● PASSAGE GIVEN
- - -
Ottolenghi’s Green Bean Salad is a vibrant and flavorful dish featuring tender-crisp green beans and charred red capsicum, tossed with a warm, aromatic dressing of garlic, capers, cumin, and coriander seeds. Fresh herbs like chervil and tarragon add brightness while lemon zest brings a citrusy lift, making this salad a perfect, refreshing side or light meal that can be enjoyed immediately or the next day at room temperature.


Ingredients

Scale

Vegetables

  • 500g (1 lb) green beans, trimmed
  • 4 green onions, finely sliced
  • 2 red capsicum / bell peppers, cut into 0.5 cm (0.2″) strips

Herbs

  • 2 cups chervil leaves
  • 1/2 cup roughly chopped tarragon leaves

Seasonings & Spices

  • 2 tsp lemon zest
  • 1/4 tsp salt
  • 1/4 tsp black pepper
  • Pinch of salt and pepper (for capsicum)
  • 1 tsp cumin seeds
  • 2 tsp coriander seeds

Oils & Other Ingredients

  • 2 tsp olive oil (for capsicum)
  • 3 tbsp extra virgin olive oil (for dressing)
  • 3 garlic cloves, finely sliced
  • 3 tbsp capers, rinsed and patted dry

Instructions

  1. Cook beans: Bring a large pot of salted water to a boil. Add the trimmed green beans and return to a boil. Cook the beans for 3 minutes until tender-crisp.
  2. Drain and dry: Drain the green beans and rinse them under cold running water to cool them instantly. Shake off excess water thoroughly and pat dry with a kitchen towel. Transfer the beans to a large bowl.
- - -
● EXERCISE TASKS
• A. Answer these questions from the green bean salad recipe:
(i) How many garlic cloves does the recipe call for?
(ii) How long are the green beans cooked?
(iii) How wide are the capsicum strips?
• B. Reproduce part of the green bean salad recipe word for word, beginning at the words "1. Cook beans: Bring" and stopping after "a large bowl.".
• C. Resume the green bean salad recipe, picking up after its last sentence.
- - -
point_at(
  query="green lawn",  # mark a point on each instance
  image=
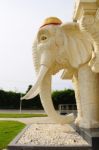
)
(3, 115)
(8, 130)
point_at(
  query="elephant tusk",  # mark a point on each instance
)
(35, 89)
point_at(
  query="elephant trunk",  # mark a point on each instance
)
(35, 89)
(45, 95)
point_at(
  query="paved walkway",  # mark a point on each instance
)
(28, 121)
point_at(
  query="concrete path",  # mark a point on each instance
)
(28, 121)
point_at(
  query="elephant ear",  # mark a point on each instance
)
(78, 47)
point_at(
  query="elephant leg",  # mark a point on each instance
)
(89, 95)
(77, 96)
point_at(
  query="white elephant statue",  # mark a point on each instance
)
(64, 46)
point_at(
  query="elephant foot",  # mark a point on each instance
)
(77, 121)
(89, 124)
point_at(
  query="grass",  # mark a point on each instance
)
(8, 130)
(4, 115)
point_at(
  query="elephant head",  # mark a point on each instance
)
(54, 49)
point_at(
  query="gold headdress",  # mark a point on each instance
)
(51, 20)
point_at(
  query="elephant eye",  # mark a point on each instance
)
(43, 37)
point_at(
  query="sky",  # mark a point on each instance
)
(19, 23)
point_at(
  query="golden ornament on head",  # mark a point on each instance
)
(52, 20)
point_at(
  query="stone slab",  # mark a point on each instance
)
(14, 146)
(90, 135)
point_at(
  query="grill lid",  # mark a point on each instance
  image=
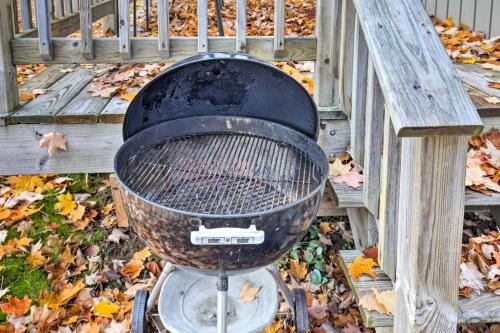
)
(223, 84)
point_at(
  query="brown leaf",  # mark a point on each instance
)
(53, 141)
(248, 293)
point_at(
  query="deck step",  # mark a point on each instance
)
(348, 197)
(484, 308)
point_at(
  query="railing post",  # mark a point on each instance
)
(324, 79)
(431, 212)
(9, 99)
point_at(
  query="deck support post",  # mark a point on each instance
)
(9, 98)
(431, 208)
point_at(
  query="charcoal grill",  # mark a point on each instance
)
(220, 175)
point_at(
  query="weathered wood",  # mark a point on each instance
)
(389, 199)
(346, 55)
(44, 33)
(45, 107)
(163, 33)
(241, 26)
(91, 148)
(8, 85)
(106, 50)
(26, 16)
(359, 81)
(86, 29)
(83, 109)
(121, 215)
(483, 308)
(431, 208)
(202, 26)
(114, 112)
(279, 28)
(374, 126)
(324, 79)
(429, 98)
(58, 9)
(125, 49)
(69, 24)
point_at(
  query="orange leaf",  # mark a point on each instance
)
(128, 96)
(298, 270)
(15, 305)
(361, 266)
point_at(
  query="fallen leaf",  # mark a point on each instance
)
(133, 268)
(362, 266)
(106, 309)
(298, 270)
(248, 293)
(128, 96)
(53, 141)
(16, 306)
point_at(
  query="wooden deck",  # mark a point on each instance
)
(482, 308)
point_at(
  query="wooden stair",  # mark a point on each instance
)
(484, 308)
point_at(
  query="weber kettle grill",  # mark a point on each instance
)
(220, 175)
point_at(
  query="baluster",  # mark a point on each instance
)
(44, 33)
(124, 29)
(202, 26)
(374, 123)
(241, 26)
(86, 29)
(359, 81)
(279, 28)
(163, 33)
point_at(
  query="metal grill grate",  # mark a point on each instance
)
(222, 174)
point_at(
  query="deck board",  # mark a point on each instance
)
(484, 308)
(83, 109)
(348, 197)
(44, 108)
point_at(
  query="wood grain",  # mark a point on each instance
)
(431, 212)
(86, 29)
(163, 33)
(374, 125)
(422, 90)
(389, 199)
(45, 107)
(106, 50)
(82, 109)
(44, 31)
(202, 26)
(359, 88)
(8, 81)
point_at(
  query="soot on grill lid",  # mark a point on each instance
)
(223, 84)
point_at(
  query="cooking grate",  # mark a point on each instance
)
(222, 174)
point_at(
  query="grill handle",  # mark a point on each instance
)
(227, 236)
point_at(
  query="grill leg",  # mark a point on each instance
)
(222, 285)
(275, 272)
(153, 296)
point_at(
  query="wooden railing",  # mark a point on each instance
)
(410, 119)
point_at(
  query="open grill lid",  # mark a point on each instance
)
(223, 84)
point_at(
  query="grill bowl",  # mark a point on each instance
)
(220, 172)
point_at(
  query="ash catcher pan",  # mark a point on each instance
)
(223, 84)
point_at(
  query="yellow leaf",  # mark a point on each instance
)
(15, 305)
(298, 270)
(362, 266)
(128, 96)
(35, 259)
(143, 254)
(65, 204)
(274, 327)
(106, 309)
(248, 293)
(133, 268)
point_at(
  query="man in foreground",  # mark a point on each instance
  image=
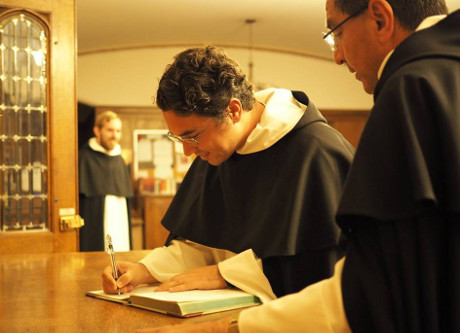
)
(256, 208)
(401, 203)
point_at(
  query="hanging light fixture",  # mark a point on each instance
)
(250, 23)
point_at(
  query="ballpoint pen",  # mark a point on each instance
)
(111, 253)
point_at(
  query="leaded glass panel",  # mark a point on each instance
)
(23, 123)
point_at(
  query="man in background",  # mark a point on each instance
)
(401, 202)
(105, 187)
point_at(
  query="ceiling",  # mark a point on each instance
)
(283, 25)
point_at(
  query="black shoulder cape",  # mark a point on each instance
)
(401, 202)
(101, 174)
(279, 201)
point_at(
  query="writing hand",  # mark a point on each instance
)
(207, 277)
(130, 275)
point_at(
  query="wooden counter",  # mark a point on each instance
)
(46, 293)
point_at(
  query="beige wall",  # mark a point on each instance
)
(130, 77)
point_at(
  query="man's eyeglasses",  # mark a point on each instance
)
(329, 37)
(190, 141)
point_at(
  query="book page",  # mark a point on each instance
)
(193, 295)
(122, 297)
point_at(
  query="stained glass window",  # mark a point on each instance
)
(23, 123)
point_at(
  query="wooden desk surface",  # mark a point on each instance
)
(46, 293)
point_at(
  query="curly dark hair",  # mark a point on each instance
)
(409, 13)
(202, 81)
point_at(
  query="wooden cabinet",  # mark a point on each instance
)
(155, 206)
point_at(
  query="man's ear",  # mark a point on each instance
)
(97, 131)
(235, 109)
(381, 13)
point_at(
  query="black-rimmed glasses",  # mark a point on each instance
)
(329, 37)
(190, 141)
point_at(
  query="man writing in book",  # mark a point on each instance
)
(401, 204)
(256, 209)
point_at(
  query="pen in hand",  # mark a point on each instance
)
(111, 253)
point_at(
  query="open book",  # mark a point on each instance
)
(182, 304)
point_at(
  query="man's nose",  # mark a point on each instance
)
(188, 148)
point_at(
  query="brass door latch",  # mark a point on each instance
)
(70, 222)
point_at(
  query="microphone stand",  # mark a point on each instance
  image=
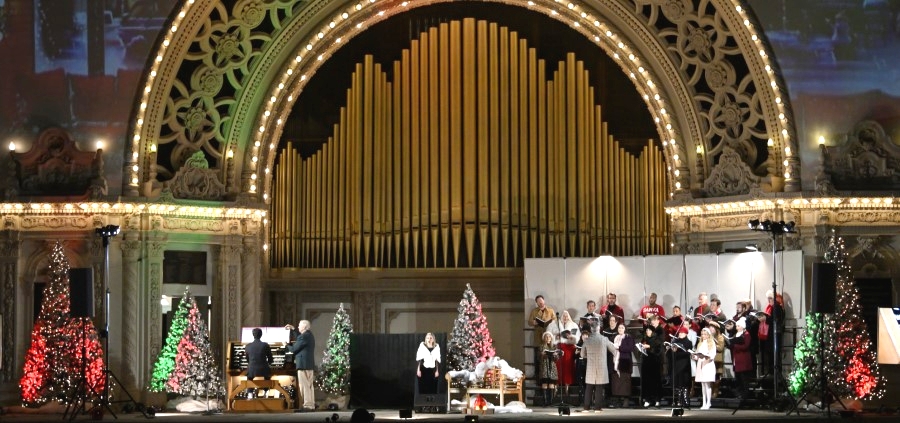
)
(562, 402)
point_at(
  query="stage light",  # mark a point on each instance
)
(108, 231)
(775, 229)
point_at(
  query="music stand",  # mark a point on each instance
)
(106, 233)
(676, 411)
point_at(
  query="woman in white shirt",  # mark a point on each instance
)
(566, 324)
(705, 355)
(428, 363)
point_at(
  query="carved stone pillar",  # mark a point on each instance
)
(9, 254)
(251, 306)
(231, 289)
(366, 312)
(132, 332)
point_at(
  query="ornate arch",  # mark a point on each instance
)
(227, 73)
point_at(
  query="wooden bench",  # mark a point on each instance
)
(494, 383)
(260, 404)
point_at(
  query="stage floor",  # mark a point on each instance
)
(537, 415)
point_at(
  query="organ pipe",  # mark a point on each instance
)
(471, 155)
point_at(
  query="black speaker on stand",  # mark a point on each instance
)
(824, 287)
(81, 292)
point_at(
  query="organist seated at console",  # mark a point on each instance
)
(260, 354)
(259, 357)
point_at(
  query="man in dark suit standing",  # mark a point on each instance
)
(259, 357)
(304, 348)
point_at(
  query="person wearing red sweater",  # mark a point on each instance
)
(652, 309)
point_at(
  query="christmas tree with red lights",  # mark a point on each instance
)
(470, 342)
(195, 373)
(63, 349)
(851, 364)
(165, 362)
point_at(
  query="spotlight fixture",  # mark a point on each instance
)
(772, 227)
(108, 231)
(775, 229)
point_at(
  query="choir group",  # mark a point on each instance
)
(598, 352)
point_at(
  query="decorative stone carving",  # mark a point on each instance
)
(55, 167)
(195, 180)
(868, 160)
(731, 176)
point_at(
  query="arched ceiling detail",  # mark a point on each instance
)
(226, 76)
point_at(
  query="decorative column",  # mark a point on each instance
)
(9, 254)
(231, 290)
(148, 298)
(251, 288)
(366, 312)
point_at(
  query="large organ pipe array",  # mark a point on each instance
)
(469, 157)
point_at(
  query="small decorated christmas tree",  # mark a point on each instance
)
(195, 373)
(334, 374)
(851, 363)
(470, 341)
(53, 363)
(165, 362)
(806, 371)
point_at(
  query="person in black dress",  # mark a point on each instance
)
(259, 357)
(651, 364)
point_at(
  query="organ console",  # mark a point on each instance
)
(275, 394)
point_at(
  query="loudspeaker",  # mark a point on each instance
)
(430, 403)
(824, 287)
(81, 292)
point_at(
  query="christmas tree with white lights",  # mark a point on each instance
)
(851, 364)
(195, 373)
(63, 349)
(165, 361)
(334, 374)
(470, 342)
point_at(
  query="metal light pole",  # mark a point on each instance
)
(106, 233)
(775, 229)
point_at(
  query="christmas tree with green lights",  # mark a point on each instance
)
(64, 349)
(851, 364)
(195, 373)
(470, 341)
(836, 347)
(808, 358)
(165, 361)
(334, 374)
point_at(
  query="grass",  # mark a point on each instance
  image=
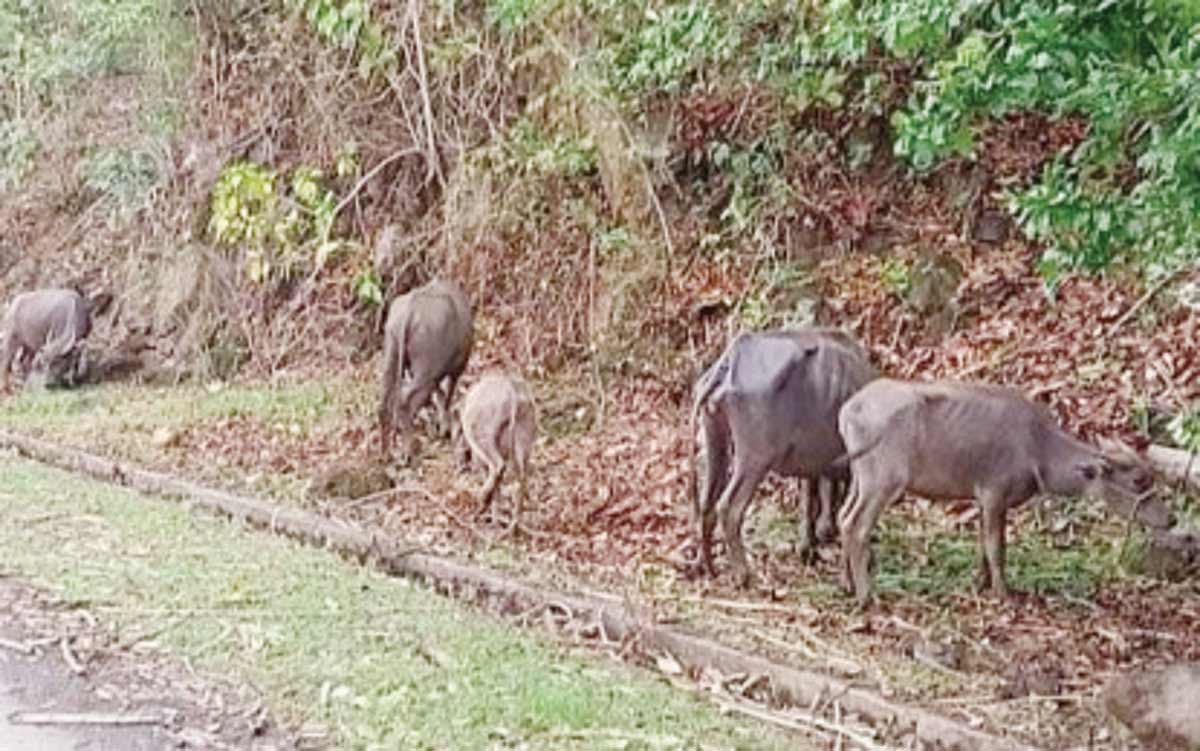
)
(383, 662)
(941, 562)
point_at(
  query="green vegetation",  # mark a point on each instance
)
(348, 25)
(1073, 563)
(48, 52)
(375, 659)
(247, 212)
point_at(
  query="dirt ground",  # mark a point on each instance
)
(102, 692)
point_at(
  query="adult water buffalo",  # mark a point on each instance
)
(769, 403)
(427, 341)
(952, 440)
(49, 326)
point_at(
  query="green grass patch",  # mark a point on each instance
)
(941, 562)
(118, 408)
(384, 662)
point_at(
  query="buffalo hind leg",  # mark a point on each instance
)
- - -
● OUTPUTS IN ORDER
• A.
(i) 3 garlic cloves, finely sliced.
(ii) 3 minutes, until tender-crisp.
(iii) 0.5 cm (0.2″).

• B.
1. Cook beans: Bring a large pot of salted water to a boil. Add the trimmed green beans and return to a boil. Cook the beans for 3 minutes until tender-crisp.
  2. Drain and dry: Drain the green beans and rinse them under cold running water to cool them instantly. Shake off excess water thoroughly and pat dry with a kitchen towel. Transfer the beans to a large bowl.

• C.
  3. Blister capsicum: Heat 2 teaspoons of olive oil in a heavy-based skillet over high heat until it just starts to smoke. Add the red capsicum strips, season with a pinch of salt and pepper, and cook while stirring occasionally. Cook until the capsicum is tender-crisp and has some nicely charred edges. Transfer the cooked capsicum to the bowl with the green beans and allow the mixture to cool to room temperature.
  4. Prepare dressing: In a small skillet or saucepan, heat 3 tablespoons of extra virgin olive oil over medium heat. Add the finely sliced garlic cloves and cook for about 20 seconds until fragrant. Add the rinsed capers and cook for another 15 seconds. Stir in the cumin seeds and coriander seeds and cook until the garlic turns golden brown. Immediately pour this warm dressing over the beans and capsicum mixture.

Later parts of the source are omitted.